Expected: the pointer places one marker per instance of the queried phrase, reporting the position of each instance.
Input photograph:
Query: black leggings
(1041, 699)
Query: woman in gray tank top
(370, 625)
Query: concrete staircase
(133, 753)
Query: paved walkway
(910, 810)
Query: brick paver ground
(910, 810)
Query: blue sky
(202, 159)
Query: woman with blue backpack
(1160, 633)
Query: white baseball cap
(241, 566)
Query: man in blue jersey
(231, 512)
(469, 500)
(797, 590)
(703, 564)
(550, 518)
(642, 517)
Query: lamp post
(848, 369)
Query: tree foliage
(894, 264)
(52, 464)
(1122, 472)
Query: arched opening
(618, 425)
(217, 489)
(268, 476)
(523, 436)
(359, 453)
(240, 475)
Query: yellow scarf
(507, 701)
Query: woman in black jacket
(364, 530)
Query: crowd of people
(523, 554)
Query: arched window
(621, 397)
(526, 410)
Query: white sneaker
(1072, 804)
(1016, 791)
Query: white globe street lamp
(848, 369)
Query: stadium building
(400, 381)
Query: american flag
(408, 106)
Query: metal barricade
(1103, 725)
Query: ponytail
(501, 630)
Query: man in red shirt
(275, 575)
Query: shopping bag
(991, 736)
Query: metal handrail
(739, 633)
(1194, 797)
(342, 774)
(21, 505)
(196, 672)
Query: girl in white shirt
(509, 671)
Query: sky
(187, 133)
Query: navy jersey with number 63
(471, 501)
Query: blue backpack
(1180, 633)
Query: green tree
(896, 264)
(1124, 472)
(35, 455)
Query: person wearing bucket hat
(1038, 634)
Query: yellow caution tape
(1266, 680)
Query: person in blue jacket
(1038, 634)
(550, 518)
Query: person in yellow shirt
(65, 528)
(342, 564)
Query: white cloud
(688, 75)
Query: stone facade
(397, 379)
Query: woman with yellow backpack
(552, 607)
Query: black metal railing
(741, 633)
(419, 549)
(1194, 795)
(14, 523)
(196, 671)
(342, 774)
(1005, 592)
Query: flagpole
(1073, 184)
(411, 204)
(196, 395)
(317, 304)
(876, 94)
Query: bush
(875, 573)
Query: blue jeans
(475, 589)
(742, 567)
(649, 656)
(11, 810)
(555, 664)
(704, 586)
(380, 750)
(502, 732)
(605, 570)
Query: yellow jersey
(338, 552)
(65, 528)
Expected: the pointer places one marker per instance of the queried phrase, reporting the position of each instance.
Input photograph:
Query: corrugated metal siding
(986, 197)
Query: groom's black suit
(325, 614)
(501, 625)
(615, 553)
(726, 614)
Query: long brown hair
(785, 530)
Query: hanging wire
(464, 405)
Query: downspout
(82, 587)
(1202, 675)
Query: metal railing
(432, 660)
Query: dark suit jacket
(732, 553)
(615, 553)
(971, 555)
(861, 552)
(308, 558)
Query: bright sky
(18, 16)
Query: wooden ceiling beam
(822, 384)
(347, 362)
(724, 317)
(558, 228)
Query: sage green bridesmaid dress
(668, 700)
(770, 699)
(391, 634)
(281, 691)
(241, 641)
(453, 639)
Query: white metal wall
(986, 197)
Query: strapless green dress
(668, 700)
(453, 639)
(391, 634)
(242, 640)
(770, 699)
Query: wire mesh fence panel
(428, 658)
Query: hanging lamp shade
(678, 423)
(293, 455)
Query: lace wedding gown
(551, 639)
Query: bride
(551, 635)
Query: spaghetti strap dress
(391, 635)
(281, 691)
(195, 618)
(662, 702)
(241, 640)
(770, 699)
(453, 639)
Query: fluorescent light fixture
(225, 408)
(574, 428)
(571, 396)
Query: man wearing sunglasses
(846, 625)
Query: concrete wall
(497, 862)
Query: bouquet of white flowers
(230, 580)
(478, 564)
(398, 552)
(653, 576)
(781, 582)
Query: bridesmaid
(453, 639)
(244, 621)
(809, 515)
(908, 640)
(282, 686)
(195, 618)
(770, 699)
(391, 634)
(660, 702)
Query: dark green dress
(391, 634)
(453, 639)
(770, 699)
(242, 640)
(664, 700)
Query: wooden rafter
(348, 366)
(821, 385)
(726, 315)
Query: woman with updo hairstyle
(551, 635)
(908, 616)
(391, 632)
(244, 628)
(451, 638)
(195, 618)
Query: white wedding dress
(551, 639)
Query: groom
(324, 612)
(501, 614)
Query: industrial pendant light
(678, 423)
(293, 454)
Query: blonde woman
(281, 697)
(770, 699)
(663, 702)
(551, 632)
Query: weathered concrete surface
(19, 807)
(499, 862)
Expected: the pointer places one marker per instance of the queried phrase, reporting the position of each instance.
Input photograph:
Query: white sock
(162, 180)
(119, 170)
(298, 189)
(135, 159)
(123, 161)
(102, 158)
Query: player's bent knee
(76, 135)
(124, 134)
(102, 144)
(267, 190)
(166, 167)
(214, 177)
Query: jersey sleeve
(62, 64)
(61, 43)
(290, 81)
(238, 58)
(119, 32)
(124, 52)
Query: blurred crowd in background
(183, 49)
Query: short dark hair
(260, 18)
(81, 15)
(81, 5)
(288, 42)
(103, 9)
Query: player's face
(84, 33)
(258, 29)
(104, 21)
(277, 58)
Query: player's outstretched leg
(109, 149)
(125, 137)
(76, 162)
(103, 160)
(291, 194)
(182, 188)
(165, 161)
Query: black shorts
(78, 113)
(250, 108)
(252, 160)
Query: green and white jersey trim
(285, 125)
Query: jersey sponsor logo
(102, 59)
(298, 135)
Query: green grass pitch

» Problem statement: Exactly the lines from the one containing "Query: player's outstretched leg" through the end of the listing above, inclusive, are to be written out, and no others.

» Response:
Query: player's outstretched leg
(109, 149)
(125, 137)
(76, 162)
(103, 160)
(291, 194)
(182, 188)
(165, 161)
Query: black shorts
(78, 113)
(250, 108)
(252, 160)
Query: green and white jersey trim
(285, 125)
Query: jersey sponsor logo
(102, 59)
(298, 135)
Query: green grass pitch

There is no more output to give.